Reproduce the listing below verbatim, from its first line through the line containing "[368,181,448,235]", including both of those lines.

######

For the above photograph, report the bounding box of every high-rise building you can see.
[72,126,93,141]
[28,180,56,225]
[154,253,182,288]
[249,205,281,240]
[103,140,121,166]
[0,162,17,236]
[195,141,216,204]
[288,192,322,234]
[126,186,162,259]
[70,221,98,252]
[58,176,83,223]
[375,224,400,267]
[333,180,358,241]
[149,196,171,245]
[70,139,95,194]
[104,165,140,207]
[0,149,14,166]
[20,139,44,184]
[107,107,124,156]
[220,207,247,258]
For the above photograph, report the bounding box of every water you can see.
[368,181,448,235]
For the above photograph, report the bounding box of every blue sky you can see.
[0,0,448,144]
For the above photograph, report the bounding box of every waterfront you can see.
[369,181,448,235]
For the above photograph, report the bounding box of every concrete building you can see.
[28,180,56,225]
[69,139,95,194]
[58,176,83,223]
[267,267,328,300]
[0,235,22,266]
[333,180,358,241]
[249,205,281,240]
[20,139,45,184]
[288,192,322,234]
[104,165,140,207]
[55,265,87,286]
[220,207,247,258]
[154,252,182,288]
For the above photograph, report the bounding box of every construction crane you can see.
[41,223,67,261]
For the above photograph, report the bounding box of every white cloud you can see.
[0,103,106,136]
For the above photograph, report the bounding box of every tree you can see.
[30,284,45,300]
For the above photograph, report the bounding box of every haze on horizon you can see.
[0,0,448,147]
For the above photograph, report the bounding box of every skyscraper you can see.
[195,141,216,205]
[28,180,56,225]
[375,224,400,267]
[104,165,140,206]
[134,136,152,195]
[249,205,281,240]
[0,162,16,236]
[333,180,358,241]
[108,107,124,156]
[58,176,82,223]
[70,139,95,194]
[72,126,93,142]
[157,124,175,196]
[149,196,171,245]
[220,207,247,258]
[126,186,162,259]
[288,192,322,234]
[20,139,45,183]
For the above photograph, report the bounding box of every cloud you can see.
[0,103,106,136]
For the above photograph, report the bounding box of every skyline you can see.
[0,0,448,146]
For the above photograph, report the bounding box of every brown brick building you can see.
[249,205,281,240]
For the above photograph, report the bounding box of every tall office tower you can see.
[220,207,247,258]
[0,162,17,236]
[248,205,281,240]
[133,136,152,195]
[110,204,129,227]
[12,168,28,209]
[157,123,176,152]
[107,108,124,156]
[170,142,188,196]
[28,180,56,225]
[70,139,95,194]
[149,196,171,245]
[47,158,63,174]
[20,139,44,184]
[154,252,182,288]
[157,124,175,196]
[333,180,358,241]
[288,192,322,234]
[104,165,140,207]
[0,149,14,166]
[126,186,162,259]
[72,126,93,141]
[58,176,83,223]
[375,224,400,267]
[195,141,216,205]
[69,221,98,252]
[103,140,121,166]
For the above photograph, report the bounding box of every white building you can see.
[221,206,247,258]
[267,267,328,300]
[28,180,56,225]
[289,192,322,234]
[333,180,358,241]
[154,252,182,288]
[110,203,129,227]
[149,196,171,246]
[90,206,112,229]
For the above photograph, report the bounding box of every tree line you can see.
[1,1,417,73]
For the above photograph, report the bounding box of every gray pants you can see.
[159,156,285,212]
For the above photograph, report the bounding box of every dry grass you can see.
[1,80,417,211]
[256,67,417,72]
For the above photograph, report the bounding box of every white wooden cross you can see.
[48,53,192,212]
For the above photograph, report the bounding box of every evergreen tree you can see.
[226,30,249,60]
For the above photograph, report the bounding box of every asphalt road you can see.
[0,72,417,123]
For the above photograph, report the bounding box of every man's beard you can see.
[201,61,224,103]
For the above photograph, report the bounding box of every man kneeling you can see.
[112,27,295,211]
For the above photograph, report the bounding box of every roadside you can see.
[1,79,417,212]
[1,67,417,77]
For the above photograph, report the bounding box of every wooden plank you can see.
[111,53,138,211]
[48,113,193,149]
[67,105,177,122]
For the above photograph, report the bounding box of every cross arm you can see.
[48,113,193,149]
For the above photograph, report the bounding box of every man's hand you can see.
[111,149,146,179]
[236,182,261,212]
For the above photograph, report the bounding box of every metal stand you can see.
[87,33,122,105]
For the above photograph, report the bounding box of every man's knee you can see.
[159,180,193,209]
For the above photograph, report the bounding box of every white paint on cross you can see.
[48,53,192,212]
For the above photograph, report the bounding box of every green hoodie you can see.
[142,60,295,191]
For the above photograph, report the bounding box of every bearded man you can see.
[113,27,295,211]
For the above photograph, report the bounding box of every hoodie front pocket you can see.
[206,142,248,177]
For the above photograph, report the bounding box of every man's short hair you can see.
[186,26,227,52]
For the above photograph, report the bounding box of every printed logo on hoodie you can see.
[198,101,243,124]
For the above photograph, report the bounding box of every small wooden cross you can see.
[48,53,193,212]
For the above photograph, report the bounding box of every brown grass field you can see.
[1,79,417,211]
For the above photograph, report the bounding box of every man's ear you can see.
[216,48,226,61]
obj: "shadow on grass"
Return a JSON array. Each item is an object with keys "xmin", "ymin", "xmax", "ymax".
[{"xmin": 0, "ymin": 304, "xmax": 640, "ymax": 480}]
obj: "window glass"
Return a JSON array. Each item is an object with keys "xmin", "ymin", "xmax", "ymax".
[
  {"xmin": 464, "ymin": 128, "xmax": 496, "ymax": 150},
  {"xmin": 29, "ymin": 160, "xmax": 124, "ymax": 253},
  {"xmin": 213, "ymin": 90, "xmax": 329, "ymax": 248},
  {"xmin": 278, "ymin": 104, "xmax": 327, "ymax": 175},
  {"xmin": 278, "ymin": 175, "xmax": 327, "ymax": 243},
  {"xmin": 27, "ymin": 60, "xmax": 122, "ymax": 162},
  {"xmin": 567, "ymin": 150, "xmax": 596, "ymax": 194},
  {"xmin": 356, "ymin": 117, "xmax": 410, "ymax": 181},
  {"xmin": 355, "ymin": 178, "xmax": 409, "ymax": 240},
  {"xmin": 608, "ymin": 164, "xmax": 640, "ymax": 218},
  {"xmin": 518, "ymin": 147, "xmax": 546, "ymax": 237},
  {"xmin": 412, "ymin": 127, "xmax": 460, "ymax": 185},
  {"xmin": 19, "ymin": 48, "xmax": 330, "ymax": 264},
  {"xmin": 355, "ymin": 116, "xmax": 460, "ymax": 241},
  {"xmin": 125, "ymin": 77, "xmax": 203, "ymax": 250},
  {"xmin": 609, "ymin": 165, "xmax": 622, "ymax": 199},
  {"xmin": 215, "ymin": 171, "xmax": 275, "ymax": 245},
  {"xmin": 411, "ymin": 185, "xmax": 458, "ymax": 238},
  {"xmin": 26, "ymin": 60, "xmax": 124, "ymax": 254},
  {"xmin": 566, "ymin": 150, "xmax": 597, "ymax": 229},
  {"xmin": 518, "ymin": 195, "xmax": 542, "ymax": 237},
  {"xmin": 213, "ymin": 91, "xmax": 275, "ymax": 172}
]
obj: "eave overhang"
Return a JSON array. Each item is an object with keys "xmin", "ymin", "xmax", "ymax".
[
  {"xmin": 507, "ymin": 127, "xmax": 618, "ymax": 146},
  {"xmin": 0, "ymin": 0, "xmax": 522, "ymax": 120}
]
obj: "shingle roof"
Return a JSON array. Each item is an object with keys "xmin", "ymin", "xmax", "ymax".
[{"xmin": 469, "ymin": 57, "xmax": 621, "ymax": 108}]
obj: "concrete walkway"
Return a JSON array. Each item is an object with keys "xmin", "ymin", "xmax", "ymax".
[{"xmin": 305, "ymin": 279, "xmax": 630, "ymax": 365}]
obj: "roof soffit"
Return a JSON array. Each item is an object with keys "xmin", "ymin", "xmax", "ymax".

######

Result of this exercise ▸
For the above photograph, report the bounding box of every high-rise building you can see.
[72,126,93,141]
[28,180,56,225]
[154,253,182,288]
[249,205,281,240]
[103,140,121,166]
[0,162,17,236]
[195,141,216,204]
[288,192,322,234]
[126,186,162,259]
[70,221,98,252]
[58,176,83,223]
[375,224,400,267]
[333,180,358,241]
[149,196,171,245]
[70,139,95,194]
[104,165,140,207]
[0,149,14,166]
[20,139,44,184]
[107,107,124,156]
[220,207,247,258]
For the above photograph, report the bounding box of every water you can see.
[368,181,448,235]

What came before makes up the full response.